## Your instructions
Please could you give again the lines from the one holding "Task: mark each instance of the tree branch" through the final line of the data below, exactly, with no other lines?
Provided information section start
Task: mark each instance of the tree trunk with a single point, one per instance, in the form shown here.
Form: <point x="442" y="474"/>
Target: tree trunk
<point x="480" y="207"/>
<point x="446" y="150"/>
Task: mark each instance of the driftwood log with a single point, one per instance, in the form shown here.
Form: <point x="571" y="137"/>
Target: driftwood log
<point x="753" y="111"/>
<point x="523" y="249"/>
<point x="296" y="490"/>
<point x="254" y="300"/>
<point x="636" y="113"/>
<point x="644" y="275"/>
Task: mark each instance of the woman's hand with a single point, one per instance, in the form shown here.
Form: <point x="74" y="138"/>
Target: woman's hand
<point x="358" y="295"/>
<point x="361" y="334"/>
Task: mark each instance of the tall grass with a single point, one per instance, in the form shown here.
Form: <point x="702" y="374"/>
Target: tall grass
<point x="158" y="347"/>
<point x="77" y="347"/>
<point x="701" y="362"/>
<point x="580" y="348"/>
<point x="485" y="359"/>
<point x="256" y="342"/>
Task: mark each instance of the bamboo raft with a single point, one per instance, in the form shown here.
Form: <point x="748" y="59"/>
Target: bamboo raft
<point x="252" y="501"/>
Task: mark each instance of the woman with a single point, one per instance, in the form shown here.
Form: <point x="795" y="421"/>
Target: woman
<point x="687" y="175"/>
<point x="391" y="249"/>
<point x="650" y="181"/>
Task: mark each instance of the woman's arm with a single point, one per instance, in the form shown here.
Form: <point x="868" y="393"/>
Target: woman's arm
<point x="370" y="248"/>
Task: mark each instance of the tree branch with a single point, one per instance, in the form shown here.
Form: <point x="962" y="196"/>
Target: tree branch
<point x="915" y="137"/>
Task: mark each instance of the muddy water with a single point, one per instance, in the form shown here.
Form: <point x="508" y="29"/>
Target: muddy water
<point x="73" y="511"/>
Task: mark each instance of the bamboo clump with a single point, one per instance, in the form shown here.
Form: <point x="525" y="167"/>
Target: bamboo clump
Provided information section end
## Completed exercise
Task: mark each instance of the tree branch with a single point, one per instance, in the form shown here.
Form: <point x="962" y="196"/>
Target: tree branch
<point x="915" y="137"/>
Task: mark each instance of the muddy water with a single point, one per instance, in the form shown here.
Form: <point x="508" y="29"/>
Target: muddy water
<point x="73" y="511"/>
Task: mark each instance of the bamboo clump with a single point, one per instance, in the form shown here.
Form: <point x="525" y="167"/>
Target: bamboo clump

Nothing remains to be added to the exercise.